[Work required] From the line containing "of the background" down to the final line of the entries below, return each line exactly and drop the pictures.

*** The input ***

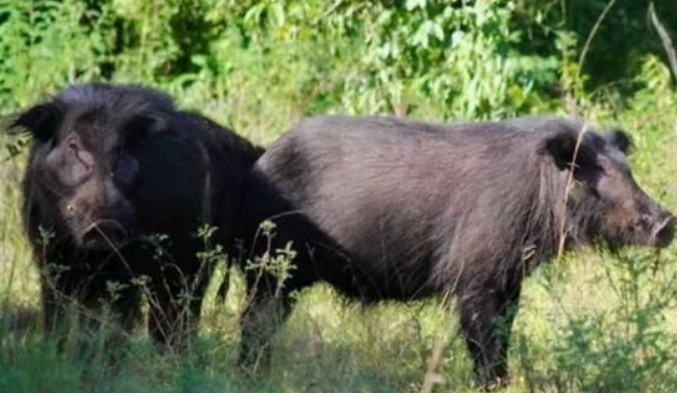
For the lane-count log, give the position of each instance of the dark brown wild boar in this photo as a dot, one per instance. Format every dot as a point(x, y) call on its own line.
point(383, 208)
point(117, 185)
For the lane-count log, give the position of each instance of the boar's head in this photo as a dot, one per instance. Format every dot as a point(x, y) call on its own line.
point(605, 201)
point(83, 162)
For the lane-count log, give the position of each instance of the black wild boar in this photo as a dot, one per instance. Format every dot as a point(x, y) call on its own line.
point(117, 185)
point(382, 209)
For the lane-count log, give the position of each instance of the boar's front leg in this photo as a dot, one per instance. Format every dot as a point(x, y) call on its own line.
point(175, 308)
point(487, 315)
point(72, 296)
point(267, 309)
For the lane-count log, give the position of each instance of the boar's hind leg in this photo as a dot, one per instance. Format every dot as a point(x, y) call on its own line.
point(265, 312)
point(486, 320)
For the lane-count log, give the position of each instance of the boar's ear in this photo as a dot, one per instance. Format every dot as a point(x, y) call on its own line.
point(41, 121)
point(620, 140)
point(562, 147)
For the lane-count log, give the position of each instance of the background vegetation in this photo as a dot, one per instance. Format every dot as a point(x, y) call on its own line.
point(592, 322)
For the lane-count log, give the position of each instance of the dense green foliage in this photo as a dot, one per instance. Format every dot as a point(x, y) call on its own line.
point(589, 323)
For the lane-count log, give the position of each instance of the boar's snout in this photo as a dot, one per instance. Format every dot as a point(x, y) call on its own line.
point(104, 234)
point(664, 230)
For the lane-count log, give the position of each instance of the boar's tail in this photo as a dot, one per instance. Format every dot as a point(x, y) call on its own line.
point(224, 287)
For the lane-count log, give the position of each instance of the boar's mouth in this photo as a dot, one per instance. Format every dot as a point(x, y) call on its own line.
point(104, 234)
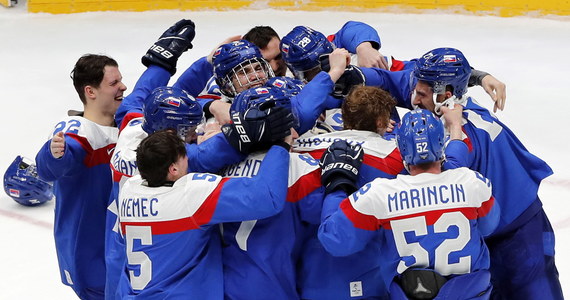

*** End of The input ***

[Finished task]
For the lane-count log, give the position of each instance of the background vegetation in this photo as a dot, one per instance. Format every dot as a point(x, y) call on its own line.
point(592, 322)
For the lane-count log, give the position of each instance of the dense green foliage in this photo as a dot, one per instance. Format every dot as a point(x, y) call on its own line.
point(589, 323)
For the lane-count log, give the position of each instance of the boar's snout in this photo as a dot, one per instance. Format every dot as a point(x, y) call on its own line.
point(104, 234)
point(664, 230)
For the lane-count log, give the position of each instance of the boar's tail in this photo as a dot, one per instance. Format every dot as a point(x, y) call on its own line.
point(224, 287)
For the lane-count log, give the position of each instance of the boar's mouth in this photo as a dot, one per instance. Format every dot as a point(x, y) call on its own line.
point(104, 234)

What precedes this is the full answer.